> _Action item_:
From the listing below, set down exactly the lines between the one holding "box: [246, 158, 333, 336]" and the one holding "negative clicks: (216, 11)", inclusive. No other line is wanted.

> _Input material_:
+---+
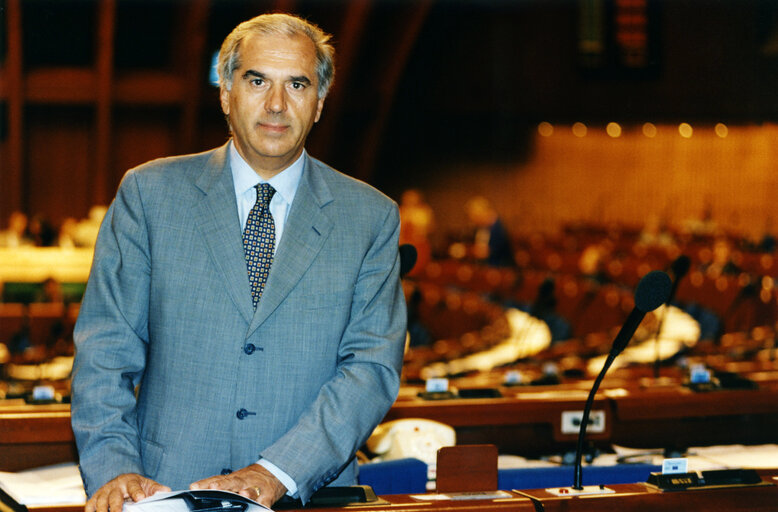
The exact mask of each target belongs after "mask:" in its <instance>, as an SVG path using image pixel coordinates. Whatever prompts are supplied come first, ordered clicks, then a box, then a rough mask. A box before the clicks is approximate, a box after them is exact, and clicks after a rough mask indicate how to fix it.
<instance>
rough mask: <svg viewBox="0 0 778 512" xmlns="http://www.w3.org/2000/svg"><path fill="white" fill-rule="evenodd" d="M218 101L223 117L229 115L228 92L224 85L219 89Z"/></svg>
mask: <svg viewBox="0 0 778 512" xmlns="http://www.w3.org/2000/svg"><path fill="white" fill-rule="evenodd" d="M219 101H220V102H221V104H222V112H224V115H225V116H228V115H230V90H229V89H227V86H226V85H222V86H221V87H219Z"/></svg>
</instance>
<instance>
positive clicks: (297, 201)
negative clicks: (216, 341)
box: [246, 158, 333, 336]
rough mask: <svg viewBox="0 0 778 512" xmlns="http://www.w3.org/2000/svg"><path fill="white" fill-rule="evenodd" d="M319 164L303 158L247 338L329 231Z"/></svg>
mask: <svg viewBox="0 0 778 512" xmlns="http://www.w3.org/2000/svg"><path fill="white" fill-rule="evenodd" d="M318 165H320V164H317V163H316V162H315V161H314V160H312V159H311V158H306V161H305V170H304V171H303V175H302V178H301V179H300V185H299V186H298V189H297V192H296V194H295V198H294V202H293V203H292V208H291V209H290V211H289V215H288V216H287V218H286V224H285V225H284V234H283V236H282V237H281V242H280V244H279V246H278V249H277V250H276V254H275V257H274V258H273V266H272V267H271V269H270V276H269V277H268V281H267V283H266V284H265V289H264V291H263V292H262V298H261V299H260V301H259V305H258V306H257V311H256V314H255V315H254V318H253V320H252V322H251V325H250V327H249V331H248V333H247V336H250V335H251V333H252V332H254V331H255V330H256V329H257V328H258V327H259V326H260V325H261V324H262V322H264V321H265V320H266V319H267V317H268V316H270V314H271V313H272V312H273V311H275V309H276V308H277V307H278V306H279V305H280V304H281V302H283V300H284V299H285V298H286V296H287V295H289V292H291V291H292V289H293V288H294V287H295V285H296V284H297V283H298V282H299V281H300V279H301V278H302V276H303V274H305V271H306V270H307V269H308V267H310V266H311V263H312V262H313V261H314V259H315V258H316V256H317V255H318V254H319V251H320V250H321V248H322V246H323V245H324V242H325V240H326V239H327V237H328V236H329V234H330V231H332V227H333V224H332V221H331V220H330V219H329V217H327V216H326V215H325V214H324V213H323V211H322V207H323V206H324V205H326V204H327V203H329V202H330V201H332V195H331V193H330V190H329V187H328V186H327V184H326V183H325V182H324V180H323V178H322V176H321V171H320V170H319V169H318ZM246 282H248V279H246Z"/></svg>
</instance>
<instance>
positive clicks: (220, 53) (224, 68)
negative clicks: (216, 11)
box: [218, 14, 335, 98]
mask: <svg viewBox="0 0 778 512" xmlns="http://www.w3.org/2000/svg"><path fill="white" fill-rule="evenodd" d="M250 34H274V35H279V34H283V35H287V36H290V37H291V36H297V35H304V36H306V37H308V38H309V39H310V40H311V41H313V44H314V46H315V47H316V78H317V79H318V82H319V89H318V96H319V98H324V97H325V96H326V95H327V92H328V91H329V89H330V86H331V85H332V80H333V79H334V78H335V49H334V48H333V47H332V45H331V44H330V43H329V40H330V37H331V36H330V35H329V34H327V33H326V32H324V31H323V30H322V29H320V28H319V27H317V26H316V25H314V24H313V23H310V22H308V21H306V20H304V19H302V18H298V17H296V16H292V15H289V14H262V15H260V16H257V17H255V18H252V19H250V20H248V21H244V22H243V23H241V24H240V25H238V26H237V27H235V28H234V29H233V31H232V32H230V34H229V35H228V36H227V38H226V39H225V40H224V43H222V47H221V50H220V51H219V62H218V71H219V85H220V86H221V87H225V88H226V89H228V90H229V89H230V88H232V78H233V76H232V75H233V73H234V72H235V70H236V69H237V68H239V67H240V44H241V42H242V41H243V39H245V38H246V36H248V35H250Z"/></svg>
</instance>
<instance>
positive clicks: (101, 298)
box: [71, 173, 150, 496]
mask: <svg viewBox="0 0 778 512" xmlns="http://www.w3.org/2000/svg"><path fill="white" fill-rule="evenodd" d="M149 263H150V262H149V251H148V236H147V230H146V224H145V219H144V214H143V207H142V204H141V198H140V194H139V190H138V185H137V180H136V178H135V176H134V175H133V174H132V173H128V174H127V175H126V177H125V178H124V180H123V182H122V184H121V186H120V187H119V191H118V192H117V196H116V199H115V200H114V202H113V204H112V205H111V207H110V208H109V209H108V212H107V214H106V216H105V219H104V220H103V222H102V225H101V227H100V232H99V235H98V239H97V244H96V246H95V253H94V258H93V262H92V268H91V271H90V275H89V281H88V283H87V287H86V291H85V293H84V298H83V301H82V303H81V309H80V312H79V317H78V321H77V322H76V327H75V332H74V341H75V347H76V355H75V360H74V363H73V375H72V404H71V417H72V420H71V421H72V427H73V432H74V434H75V438H76V444H77V446H78V452H79V463H80V469H81V474H82V477H83V480H84V486H85V488H86V491H87V495H89V496H91V495H92V494H93V493H94V492H95V491H97V489H99V488H100V487H101V486H102V485H103V484H105V483H106V482H108V481H109V480H111V479H113V478H114V477H116V476H117V475H120V474H122V473H140V474H143V467H142V465H141V460H140V446H139V444H140V441H139V433H138V426H137V419H136V410H135V389H136V387H137V386H138V385H139V383H140V380H141V378H142V376H143V370H144V367H145V362H146V345H147V340H148V303H149V299H148V293H149V276H150V266H149Z"/></svg>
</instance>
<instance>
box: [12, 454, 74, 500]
mask: <svg viewBox="0 0 778 512" xmlns="http://www.w3.org/2000/svg"><path fill="white" fill-rule="evenodd" d="M0 488H1V489H3V491H5V493H6V494H8V495H9V496H10V497H11V498H13V499H14V500H15V501H16V502H17V503H20V504H22V505H25V506H28V507H29V506H45V505H84V504H86V493H84V484H83V482H82V481H81V474H80V473H79V471H78V466H77V465H76V464H74V463H66V464H57V465H54V466H46V467H42V468H36V469H30V470H27V471H20V472H18V473H6V472H0Z"/></svg>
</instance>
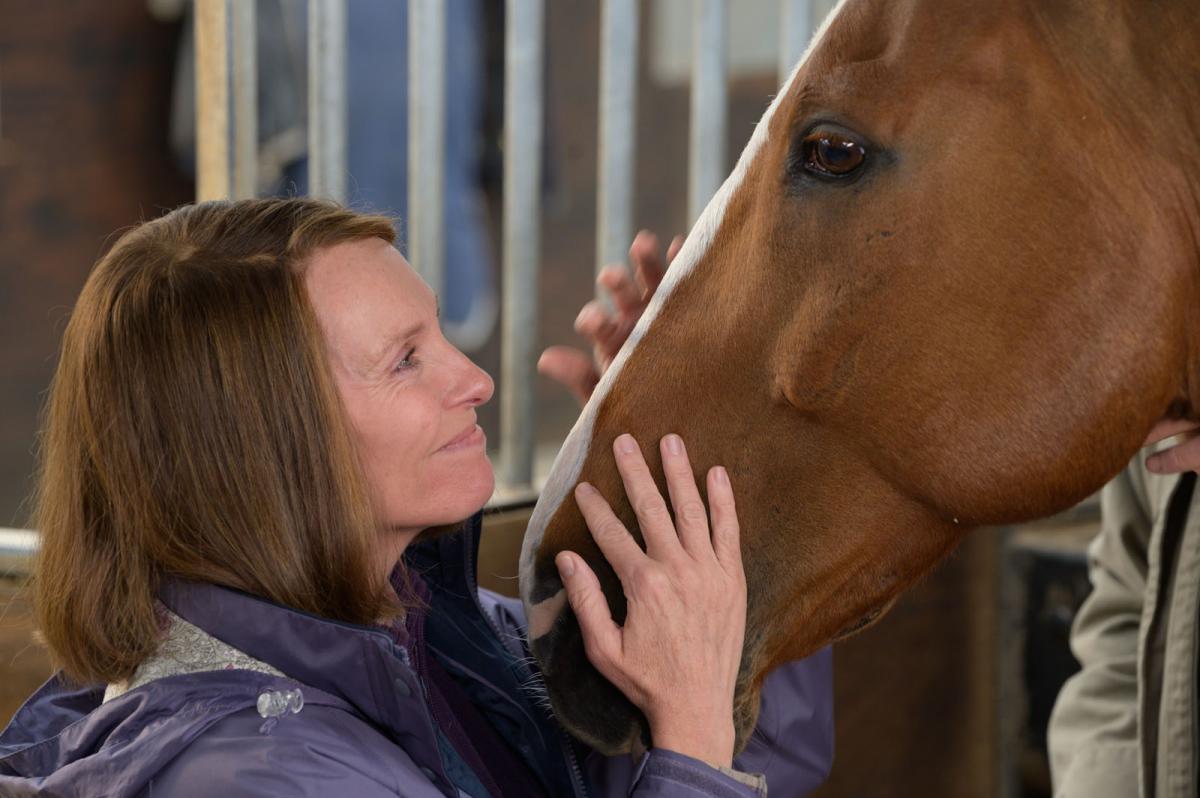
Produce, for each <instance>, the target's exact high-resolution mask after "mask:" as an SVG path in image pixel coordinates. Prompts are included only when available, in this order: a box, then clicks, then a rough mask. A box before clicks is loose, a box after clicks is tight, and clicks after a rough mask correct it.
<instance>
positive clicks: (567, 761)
mask: <svg viewBox="0 0 1200 798" xmlns="http://www.w3.org/2000/svg"><path fill="white" fill-rule="evenodd" d="M479 523H480V529H482V524H484V520H482V518H480V521H479ZM463 550H464V553H466V556H467V578H468V580H469V583H468V588H469V593H470V600H472V601H474V602H475V610H476V611H478V612H479V614H480V616H482V617H484V622H485V623H487V625H488V626H490V628H491V629H492V632H493V634H494V635H496V638H497V640H499V641H500V644H502V646H503V644H504V642H503V641H504V637H503V632H502V630H500V628H499V626H497V625H496V622H494V620H492V618H491V616H488V614H487V613H486V612H484V605H482V604H480V601H479V584H476V583H475V546H474V541H472V545H468V546H463ZM516 666H517V668H518V670H521V671H522V676H533V673H532V672H529V671H528V670H527V668H526V665H524V664H523V662H521V661H520V660H518V661H517V662H516ZM558 736H559V743H560V745H562V749H563V751H564V752H565V754H566V763H568V764H569V766H570V773H571V781H572V782H574V786H575V794H576V796H577V798H588V788H587V786H584V782H583V770H582V768H580V760H578V757H577V756H575V748H574V746H572V745H571V739H570V737H568V734H566V732H565V731H563V730H562V728H559V731H558Z"/></svg>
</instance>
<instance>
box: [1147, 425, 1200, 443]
+---+
> _The completed task_:
box: [246, 158, 333, 336]
rough mask: <svg viewBox="0 0 778 512" xmlns="http://www.w3.org/2000/svg"><path fill="white" fill-rule="evenodd" d="M319 164L303 158L247 338L329 231Z"/></svg>
mask: <svg viewBox="0 0 778 512" xmlns="http://www.w3.org/2000/svg"><path fill="white" fill-rule="evenodd" d="M318 165H320V164H317V163H316V162H315V161H314V160H312V159H311V158H306V161H305V170H304V171H303V175H302V178H301V179H300V185H299V186H298V189H297V192H296V194H295V198H294V202H293V203H292V208H291V209H290V211H289V215H288V216H287V218H286V224H285V225H284V234H283V236H282V237H281V242H280V244H279V246H278V249H277V250H276V254H275V257H274V258H273V266H272V267H271V269H270V276H269V277H268V281H267V283H266V284H265V289H264V291H263V292H262V298H261V299H260V301H259V305H258V306H257V311H256V314H255V315H254V318H253V320H252V322H251V325H250V327H249V331H248V333H247V336H250V335H251V333H252V332H254V331H255V330H256V329H257V328H258V327H259V326H260V325H261V324H262V322H264V321H265V320H266V319H267V317H268V316H270V314H271V313H272V312H273V311H275V309H276V308H277V307H278V306H279V305H280V304H281V302H283V300H284V299H285V298H286V296H287V295H289V292H291V291H292V289H293V288H294V287H295V285H296V284H297V283H298V282H299V281H300V279H301V278H302V276H303V274H305V271H306V270H307V269H308V267H310V266H311V263H312V262H313V261H314V259H315V258H316V256H317V255H318V254H319V251H320V250H321V248H322V246H323V245H324V242H325V240H326V239H327V237H328V236H329V234H330V231H332V227H333V224H332V221H331V220H330V219H329V217H327V216H326V215H325V214H324V213H323V211H322V207H323V206H324V205H326V204H327V203H329V202H330V201H332V195H331V193H330V190H329V187H328V186H327V184H326V183H325V182H324V180H323V178H322V176H321V171H320V170H319V169H318ZM246 282H248V279H246Z"/></svg>
</instance>
<instance>
positive clicks: (220, 53) (224, 68)
negative clicks: (216, 11)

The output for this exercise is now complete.